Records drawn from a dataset
★ ★ ★

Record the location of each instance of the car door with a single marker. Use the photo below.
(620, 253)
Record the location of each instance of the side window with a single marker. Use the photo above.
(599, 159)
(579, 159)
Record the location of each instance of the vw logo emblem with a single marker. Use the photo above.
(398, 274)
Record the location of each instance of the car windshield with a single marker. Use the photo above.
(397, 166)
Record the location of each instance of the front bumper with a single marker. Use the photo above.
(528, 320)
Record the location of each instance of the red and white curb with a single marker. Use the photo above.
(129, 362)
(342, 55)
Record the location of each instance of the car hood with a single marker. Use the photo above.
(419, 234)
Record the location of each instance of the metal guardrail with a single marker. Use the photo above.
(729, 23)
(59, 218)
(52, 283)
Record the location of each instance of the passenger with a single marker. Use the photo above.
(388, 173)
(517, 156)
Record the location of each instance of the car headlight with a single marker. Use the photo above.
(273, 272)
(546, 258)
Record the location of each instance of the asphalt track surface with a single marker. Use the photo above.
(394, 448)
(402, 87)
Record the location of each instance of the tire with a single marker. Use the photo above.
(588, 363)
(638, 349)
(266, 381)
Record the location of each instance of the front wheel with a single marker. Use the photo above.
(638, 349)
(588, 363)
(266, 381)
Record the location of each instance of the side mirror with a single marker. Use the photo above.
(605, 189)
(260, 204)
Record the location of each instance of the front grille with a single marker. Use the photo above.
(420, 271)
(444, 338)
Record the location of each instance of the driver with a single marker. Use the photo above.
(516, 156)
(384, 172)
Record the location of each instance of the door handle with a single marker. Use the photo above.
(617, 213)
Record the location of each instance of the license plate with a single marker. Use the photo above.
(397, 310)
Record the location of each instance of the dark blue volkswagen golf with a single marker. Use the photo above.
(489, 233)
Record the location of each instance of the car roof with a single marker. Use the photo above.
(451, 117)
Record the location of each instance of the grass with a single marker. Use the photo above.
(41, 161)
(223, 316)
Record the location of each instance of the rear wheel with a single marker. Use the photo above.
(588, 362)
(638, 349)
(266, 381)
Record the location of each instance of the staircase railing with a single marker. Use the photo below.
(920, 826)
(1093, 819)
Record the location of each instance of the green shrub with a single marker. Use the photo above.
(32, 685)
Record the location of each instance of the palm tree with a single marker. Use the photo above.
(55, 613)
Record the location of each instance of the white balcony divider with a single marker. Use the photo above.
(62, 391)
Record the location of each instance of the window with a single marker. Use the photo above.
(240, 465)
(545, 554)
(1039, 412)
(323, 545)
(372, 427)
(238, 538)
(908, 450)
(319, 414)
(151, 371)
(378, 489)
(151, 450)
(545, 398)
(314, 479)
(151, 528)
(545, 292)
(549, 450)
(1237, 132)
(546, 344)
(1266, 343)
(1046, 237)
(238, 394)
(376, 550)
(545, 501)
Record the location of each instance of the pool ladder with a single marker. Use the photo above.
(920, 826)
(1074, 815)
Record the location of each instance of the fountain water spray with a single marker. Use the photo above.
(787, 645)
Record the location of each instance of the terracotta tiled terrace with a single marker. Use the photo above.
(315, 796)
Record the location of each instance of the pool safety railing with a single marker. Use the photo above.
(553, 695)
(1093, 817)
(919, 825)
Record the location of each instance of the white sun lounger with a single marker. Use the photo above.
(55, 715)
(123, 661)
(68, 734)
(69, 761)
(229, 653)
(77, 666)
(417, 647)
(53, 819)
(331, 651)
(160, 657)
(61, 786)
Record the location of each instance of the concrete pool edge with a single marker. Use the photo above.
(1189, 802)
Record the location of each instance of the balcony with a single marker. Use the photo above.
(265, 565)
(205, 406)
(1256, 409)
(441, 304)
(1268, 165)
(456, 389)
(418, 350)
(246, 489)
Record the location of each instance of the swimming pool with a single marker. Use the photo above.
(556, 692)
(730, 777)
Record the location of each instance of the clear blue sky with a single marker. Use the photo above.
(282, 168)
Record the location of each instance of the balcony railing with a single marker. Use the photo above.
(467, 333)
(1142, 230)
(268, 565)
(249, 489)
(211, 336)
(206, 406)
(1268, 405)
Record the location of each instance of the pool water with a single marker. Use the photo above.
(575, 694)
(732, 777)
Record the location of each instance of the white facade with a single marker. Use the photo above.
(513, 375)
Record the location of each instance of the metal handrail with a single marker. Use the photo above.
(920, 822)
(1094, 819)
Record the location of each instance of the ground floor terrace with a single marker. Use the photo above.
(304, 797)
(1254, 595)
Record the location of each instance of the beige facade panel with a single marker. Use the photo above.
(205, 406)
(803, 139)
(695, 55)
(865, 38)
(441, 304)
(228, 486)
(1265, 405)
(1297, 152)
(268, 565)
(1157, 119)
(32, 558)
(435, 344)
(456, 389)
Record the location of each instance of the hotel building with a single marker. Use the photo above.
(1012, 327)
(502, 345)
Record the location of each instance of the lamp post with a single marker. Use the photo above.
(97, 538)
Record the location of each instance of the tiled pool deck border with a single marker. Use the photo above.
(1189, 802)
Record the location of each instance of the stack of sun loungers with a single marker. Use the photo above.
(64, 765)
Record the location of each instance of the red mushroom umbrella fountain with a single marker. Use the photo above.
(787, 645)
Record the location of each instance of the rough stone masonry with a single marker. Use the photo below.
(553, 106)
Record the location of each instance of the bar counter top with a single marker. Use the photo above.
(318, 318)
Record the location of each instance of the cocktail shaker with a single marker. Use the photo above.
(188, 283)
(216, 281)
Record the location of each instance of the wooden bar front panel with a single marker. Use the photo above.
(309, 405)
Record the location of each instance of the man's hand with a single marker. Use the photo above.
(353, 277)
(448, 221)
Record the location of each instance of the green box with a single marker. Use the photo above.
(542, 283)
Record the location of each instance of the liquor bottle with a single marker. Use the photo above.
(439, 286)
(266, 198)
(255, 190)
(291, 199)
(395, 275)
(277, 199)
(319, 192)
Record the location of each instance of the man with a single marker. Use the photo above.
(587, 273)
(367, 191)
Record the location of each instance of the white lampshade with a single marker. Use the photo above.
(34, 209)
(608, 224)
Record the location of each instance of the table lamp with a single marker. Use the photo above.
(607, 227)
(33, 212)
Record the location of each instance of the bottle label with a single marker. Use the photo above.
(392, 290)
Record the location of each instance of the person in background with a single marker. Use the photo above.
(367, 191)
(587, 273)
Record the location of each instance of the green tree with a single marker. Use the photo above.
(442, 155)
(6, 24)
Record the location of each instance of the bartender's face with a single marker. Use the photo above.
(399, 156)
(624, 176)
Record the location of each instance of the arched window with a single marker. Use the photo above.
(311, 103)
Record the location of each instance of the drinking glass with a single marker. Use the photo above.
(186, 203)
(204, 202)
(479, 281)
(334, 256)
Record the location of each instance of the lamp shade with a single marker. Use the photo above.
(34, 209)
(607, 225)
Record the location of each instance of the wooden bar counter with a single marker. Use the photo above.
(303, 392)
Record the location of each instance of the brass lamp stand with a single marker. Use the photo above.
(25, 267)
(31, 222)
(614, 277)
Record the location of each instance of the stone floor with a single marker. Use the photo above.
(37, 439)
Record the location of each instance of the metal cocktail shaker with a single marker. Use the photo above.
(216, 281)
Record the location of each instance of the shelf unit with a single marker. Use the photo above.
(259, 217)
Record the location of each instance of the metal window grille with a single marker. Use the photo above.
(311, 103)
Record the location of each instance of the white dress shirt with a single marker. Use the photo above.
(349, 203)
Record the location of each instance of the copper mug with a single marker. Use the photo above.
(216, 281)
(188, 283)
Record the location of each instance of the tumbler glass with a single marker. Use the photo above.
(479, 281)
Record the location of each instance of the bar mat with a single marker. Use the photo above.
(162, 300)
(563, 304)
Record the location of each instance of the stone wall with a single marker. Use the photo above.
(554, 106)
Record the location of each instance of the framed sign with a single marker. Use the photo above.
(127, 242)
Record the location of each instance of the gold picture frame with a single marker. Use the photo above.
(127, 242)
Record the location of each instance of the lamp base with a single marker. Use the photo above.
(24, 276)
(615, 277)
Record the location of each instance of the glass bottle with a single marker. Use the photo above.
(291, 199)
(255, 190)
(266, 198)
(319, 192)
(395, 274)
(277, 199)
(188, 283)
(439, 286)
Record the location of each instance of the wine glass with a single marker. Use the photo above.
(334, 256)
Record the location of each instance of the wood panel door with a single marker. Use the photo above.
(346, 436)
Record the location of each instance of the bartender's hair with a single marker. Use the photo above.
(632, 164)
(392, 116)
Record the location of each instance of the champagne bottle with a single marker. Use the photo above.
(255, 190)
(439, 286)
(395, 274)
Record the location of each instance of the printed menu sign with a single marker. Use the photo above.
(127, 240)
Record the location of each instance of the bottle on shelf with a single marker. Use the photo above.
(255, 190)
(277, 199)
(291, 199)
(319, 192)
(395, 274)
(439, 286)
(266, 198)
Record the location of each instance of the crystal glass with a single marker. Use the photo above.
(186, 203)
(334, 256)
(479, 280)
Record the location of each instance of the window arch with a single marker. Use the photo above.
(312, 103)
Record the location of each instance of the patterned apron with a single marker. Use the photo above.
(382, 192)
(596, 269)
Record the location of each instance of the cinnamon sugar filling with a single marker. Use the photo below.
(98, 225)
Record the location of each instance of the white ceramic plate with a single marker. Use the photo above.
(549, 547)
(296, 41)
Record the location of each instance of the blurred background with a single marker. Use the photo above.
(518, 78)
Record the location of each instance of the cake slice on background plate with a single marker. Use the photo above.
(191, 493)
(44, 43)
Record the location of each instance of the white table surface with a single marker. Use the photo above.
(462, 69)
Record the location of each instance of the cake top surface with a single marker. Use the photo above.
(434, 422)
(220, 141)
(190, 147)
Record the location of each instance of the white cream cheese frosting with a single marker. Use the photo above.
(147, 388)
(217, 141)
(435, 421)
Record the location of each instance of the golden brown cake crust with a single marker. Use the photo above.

★ ★ ★

* **What is required**
Reproduce the data verbatim, from the line containing "Record the location of each instance of the balcony railing" down through the line containing "(1254, 595)", including both of those lines.

* **Solved problem**
Record the location of each instance of the balcony railing with a single marker. Use the photo above.
(467, 333)
(1142, 230)
(268, 565)
(249, 489)
(211, 336)
(206, 406)
(1268, 405)
Record the location of each instance of the pool water with a single marker. Use the photo above.
(575, 694)
(732, 777)
Record the location of each instance of the white facade with a single marker. Use the photo above.
(513, 375)
Record the location of each instance of the metal handrail with a single marker. Use the photo above.
(920, 822)
(1094, 819)
Record the location of each instance of the ground floor terrace with a single marker. Use the photo above.
(304, 797)
(1254, 595)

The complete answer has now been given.